**やること**
債務整理での弁護士のミスについての文章を、全文そのまま出力してもらえますか？

**本文**
【不慣れな弁護士のミス→賠償責任|債務整理・事務所乗っ取り編】

1 債務整理における辞任予告・辞任通知×クロネコメール便
2 債務整理における『時効待ち作戦』・連絡取れない→業務停滞
3 新人弁護士『債務セイラー乗っ取り訴訟』|債務整理事務所設立&乗っ取りの企み
4 新人弁護士『債務セイラー乗っ取り訴訟』|トリッキー反論
5 新人弁護士『債務セイラー乗っ取り訴訟』|判決

弁護士のミスにより,依頼者・相談者に被害が生じたというケースを紹介します。
ユーザー(依頼者)としては,弁護士を選ぶことの重要性が分かります。
また弁護士にとっては『他山の石』として業務改良の一環とできます。
本記事では『債務整理』に関する案件を整理しました。

1 債務整理における辞任予告・辞任通知×クロネコメール便

債務整理において『依頼者と連絡が取りにくくなる』というシーンがありました。
そこで弁護士が辞任したのですが『説明不足』を主張されたケースです。

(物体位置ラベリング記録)
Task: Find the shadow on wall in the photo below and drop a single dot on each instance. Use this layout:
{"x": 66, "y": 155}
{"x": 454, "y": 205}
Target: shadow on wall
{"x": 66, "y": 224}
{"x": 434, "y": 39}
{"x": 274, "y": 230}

* * *

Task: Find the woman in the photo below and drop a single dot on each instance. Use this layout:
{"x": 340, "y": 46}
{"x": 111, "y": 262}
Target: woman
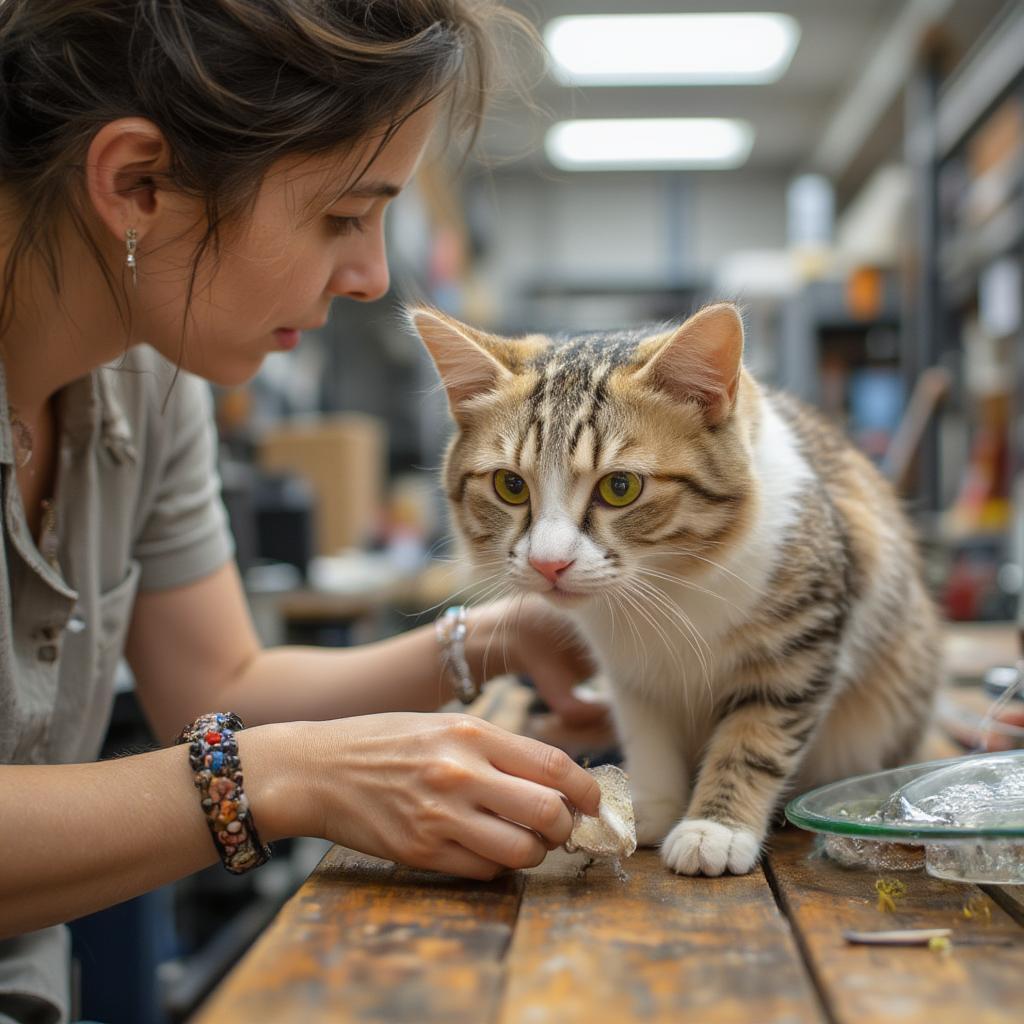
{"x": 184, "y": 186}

**課題の結果**
【不慣れな弁護士のミス→賠償責任|債務整理・事務所乗っ取り編】

1 債務整理における辞任予告・辞任通知×クロネコメール便
2 債務整理における『時効待ち作戦』・連絡取れない→業務停滞
3 新人弁護士『債務セイラー乗っ取り訴訟』|債務整理事務所設立&乗っ取りの企み
4 新人弁護士『債務セイラー乗っ取り訴訟』|トリッキー反論
5 新人弁護士『債務セイラー乗っ取り訴訟』|判決

弁護士のミスにより,依頼者・相談者に被害が生じたというケースを紹介します。
ユーザー(依頼者)としては,弁護士を選ぶことの重要性が分かります。
また弁護士にとっては『他山の石』として業務改良の一環とできます。
本記事では『債務整理』に関する案件を整理しました。

1 債務整理における辞任予告・辞任通知×クロネコメール便

債務整理において『依頼者と連絡が取りにくくなる』というシーンがありました。
そこで弁護士が辞任したのですが『説明不足』を主張されたケースです。